■ **Required task**: Reproduce the records below word for word, keeping every line in its original order.

[Start of Material provided]

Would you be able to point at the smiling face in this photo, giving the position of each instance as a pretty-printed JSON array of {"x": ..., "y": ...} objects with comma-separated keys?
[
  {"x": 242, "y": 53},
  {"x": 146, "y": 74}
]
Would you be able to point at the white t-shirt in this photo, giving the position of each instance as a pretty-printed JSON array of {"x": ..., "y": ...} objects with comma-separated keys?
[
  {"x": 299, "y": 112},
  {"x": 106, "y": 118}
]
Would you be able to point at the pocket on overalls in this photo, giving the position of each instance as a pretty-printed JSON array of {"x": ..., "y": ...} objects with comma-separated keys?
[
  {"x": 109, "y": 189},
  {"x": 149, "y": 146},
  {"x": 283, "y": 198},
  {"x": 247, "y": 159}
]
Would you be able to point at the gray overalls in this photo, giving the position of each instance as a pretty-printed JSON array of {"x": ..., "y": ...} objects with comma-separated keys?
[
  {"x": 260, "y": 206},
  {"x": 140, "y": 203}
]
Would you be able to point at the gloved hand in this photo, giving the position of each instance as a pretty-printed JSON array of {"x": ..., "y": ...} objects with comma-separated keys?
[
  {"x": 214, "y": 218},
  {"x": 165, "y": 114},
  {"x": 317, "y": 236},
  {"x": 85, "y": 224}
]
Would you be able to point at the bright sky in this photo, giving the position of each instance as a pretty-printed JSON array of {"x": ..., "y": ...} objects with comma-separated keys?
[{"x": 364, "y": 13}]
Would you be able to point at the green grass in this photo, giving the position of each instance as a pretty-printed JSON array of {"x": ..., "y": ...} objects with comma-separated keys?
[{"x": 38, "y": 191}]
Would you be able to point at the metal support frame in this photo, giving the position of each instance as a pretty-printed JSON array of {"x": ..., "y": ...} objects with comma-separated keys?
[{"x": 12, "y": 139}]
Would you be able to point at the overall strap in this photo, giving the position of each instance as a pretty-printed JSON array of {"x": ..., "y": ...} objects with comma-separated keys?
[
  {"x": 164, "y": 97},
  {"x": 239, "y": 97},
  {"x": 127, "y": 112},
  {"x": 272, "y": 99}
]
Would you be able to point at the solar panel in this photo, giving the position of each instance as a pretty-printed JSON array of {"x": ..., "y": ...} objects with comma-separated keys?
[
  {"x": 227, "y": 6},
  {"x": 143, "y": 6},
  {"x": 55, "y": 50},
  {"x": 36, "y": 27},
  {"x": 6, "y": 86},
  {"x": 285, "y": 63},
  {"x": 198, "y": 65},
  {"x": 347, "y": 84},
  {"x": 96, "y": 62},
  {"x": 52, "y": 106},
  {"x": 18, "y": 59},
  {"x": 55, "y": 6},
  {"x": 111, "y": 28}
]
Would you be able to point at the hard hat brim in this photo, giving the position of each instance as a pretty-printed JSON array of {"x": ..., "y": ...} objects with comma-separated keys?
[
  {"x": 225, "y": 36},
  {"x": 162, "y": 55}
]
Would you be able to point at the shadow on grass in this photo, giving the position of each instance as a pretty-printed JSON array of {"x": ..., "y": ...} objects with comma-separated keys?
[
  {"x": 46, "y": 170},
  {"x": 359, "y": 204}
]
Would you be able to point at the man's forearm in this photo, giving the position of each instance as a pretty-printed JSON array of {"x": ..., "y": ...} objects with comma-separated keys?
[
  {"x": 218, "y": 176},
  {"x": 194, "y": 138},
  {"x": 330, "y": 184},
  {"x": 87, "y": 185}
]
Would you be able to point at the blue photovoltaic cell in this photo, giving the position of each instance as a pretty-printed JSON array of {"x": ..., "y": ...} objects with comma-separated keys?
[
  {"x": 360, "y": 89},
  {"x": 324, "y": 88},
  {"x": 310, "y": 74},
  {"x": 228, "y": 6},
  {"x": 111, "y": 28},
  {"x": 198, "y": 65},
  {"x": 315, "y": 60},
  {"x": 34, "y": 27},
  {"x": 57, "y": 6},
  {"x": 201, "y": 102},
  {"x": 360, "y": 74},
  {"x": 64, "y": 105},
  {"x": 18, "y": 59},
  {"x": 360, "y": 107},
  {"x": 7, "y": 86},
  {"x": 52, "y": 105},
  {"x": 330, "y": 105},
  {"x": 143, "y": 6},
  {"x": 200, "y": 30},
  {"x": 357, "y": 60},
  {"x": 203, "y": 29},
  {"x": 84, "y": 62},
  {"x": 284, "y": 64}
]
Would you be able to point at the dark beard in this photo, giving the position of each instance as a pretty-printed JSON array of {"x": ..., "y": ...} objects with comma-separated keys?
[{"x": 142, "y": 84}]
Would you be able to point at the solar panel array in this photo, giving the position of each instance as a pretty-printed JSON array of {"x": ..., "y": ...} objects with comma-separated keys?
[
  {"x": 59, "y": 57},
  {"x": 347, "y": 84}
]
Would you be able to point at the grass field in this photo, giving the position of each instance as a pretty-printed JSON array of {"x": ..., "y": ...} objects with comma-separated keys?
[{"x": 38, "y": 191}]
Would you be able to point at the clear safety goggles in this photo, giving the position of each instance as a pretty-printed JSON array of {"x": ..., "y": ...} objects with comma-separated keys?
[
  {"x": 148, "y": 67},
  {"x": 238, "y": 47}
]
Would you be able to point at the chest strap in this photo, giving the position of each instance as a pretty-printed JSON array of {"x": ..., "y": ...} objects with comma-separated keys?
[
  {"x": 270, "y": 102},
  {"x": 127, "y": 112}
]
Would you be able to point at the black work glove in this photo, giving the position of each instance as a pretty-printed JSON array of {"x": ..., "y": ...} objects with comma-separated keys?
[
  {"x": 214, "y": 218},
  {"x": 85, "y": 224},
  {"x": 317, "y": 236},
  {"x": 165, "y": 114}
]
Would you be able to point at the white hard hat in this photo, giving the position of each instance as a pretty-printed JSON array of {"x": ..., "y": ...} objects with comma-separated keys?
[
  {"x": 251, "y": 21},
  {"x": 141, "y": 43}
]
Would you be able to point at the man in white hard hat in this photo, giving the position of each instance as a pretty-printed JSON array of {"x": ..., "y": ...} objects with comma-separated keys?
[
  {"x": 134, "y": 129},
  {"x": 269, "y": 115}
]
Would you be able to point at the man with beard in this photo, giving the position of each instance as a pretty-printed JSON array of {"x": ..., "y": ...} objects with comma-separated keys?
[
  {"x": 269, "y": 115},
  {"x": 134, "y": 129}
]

[End of Material provided]

■ **Answer to the problem**:
Would you be able to point at the smiling face in this photo, giving the position of each instance as a pretty-printed JSON array of {"x": ..., "y": ...} objects with comma-separated keys?
[
  {"x": 242, "y": 53},
  {"x": 146, "y": 74}
]
Would you be able to point at the white t-shirt in this photo, giving the position of each instance as a pretty-printed JSON array of {"x": ..., "y": ...} objects with comma-separated keys?
[
  {"x": 299, "y": 112},
  {"x": 106, "y": 118}
]
Would you be able to point at the pocket on overalls in this photo, giving the position of each instance as a pretty-printed JSON array of {"x": ..., "y": ...} objects with comma-separated keys?
[
  {"x": 109, "y": 189},
  {"x": 149, "y": 146},
  {"x": 283, "y": 198},
  {"x": 247, "y": 159}
]
Would you be able to point at the gray overalls in this photo, giving the position of each instance as a pretty-printed JSON array of {"x": ..., "y": ...} objects with comma-separated keys?
[
  {"x": 260, "y": 206},
  {"x": 140, "y": 203}
]
Would you be able to point at the gloved hand in this photo, giving the position of each instance as a pretty-printed JSON array of {"x": ..., "y": ...} objects with comma-separated keys?
[
  {"x": 214, "y": 218},
  {"x": 165, "y": 114},
  {"x": 317, "y": 236},
  {"x": 85, "y": 224}
]
Would you be able to point at the bright sky in this photo, giving the position of each instance as a pretty-printed JSON array of {"x": ..., "y": ...} objects with comma-separated keys?
[{"x": 364, "y": 13}]
Would you be able to point at the green grass in this photo, giving the position of each instance as a pretty-printed JSON array of {"x": ..., "y": ...} objects with comma-separated keys?
[{"x": 38, "y": 191}]
Would you be able to point at the metal support frame in this photo, giving the position of each instance as a pretty-printed JSON array of {"x": ..., "y": ...} objects with comma-separated keys?
[{"x": 12, "y": 139}]
Would you be able to point at the overall strap in this photo, giving the position of each instance as a pretty-printed JSON array of {"x": ..., "y": ...} objects with comma-separated keys?
[
  {"x": 164, "y": 97},
  {"x": 239, "y": 97},
  {"x": 127, "y": 112},
  {"x": 272, "y": 99}
]
Would you be able to point at the solar panel in this photo, giving the position of each instance as a pretty-printed JSON array of {"x": ..., "y": ...} objects with comma-separated keys?
[
  {"x": 227, "y": 6},
  {"x": 143, "y": 6},
  {"x": 55, "y": 50},
  {"x": 36, "y": 27},
  {"x": 6, "y": 86},
  {"x": 285, "y": 63},
  {"x": 198, "y": 65},
  {"x": 347, "y": 84},
  {"x": 96, "y": 62},
  {"x": 52, "y": 106},
  {"x": 18, "y": 59},
  {"x": 55, "y": 6},
  {"x": 111, "y": 28}
]
Would you be able to point at the hard hat brim in this photo, giving the position of each instance as a pretty-printed JSON array of {"x": ..., "y": ...} objects with comma-separated keys?
[
  {"x": 225, "y": 36},
  {"x": 162, "y": 55}
]
Would you be able to point at the shadow on grass in this photo, giving the position of each instance as a pretty-printed JSON array of {"x": ..., "y": ...} objects with comma-separated keys?
[
  {"x": 46, "y": 170},
  {"x": 359, "y": 204}
]
Would you be able to point at the man's forearm in this photo, giving the position of each instance as a pretty-printed JSON array of {"x": ..., "y": ...} objects with comma-separated keys?
[
  {"x": 218, "y": 176},
  {"x": 194, "y": 138},
  {"x": 330, "y": 184},
  {"x": 87, "y": 185}
]
Would you be able to point at the blue photovoltaic cell in this photo, giving the position of each instance as a pretty-printed JSON array of {"x": ..., "y": ...} objects with comma-separated keys?
[
  {"x": 360, "y": 89},
  {"x": 324, "y": 88},
  {"x": 310, "y": 74},
  {"x": 228, "y": 6},
  {"x": 111, "y": 28},
  {"x": 198, "y": 65},
  {"x": 315, "y": 60},
  {"x": 34, "y": 27},
  {"x": 57, "y": 6},
  {"x": 201, "y": 102},
  {"x": 360, "y": 74},
  {"x": 64, "y": 105},
  {"x": 18, "y": 59},
  {"x": 360, "y": 107},
  {"x": 7, "y": 86},
  {"x": 52, "y": 105},
  {"x": 330, "y": 105},
  {"x": 143, "y": 6},
  {"x": 200, "y": 30},
  {"x": 357, "y": 60},
  {"x": 203, "y": 29},
  {"x": 84, "y": 62},
  {"x": 284, "y": 64}
]
Would you be able to point at the dark beard in this photo, giving the position of each instance as a pretty-printed JSON array of {"x": ..., "y": ...} objects with comma-separated keys?
[{"x": 142, "y": 84}]
Would you be able to point at the solar panel array in this photo, giving the position of each instance as a pretty-printed JSON array of {"x": ..., "y": ...} objects with comma-separated keys?
[
  {"x": 59, "y": 57},
  {"x": 347, "y": 84}
]
Would you be able to point at the grass field in this photo, giving the position of each instance as a pretty-printed JSON array of {"x": ..., "y": ...} objects with comma-separated keys?
[{"x": 38, "y": 191}]
Would you be able to point at the clear safety goggles in this photo, giving the position of each instance as a pretty-printed JSON array of {"x": ..., "y": ...} objects with comma-separated keys?
[
  {"x": 148, "y": 67},
  {"x": 238, "y": 47}
]
Would you be able to point at the chest strap in this photo, giving the position of each instance as a pretty-printed JSON array of {"x": ..., "y": ...} objects with comma-separated keys?
[
  {"x": 270, "y": 102},
  {"x": 127, "y": 112}
]
Would you be able to point at the black work glove in this photo, giving the position of each instance as a pretty-printed JSON array of {"x": ..., "y": ...} objects with comma-separated keys?
[
  {"x": 214, "y": 218},
  {"x": 85, "y": 224},
  {"x": 317, "y": 236},
  {"x": 165, "y": 114}
]
Would you be able to point at the white hard hat in this photo, giving the position of each instance as a pretty-printed JSON array of {"x": ..., "y": ...} objects with comma-separated keys?
[
  {"x": 251, "y": 21},
  {"x": 141, "y": 43}
]
Would you be able to point at the man in white hard hat in this photo, giving the position of each instance as a pretty-printed JSON array of {"x": ..., "y": ...} objects with comma-separated keys?
[
  {"x": 134, "y": 129},
  {"x": 269, "y": 115}
]
Would you be able to point at the man with beard in this photo, giving the position of each instance as a pretty-printed JSON array of {"x": ..., "y": ...} objects with comma-separated keys?
[
  {"x": 269, "y": 115},
  {"x": 134, "y": 129}
]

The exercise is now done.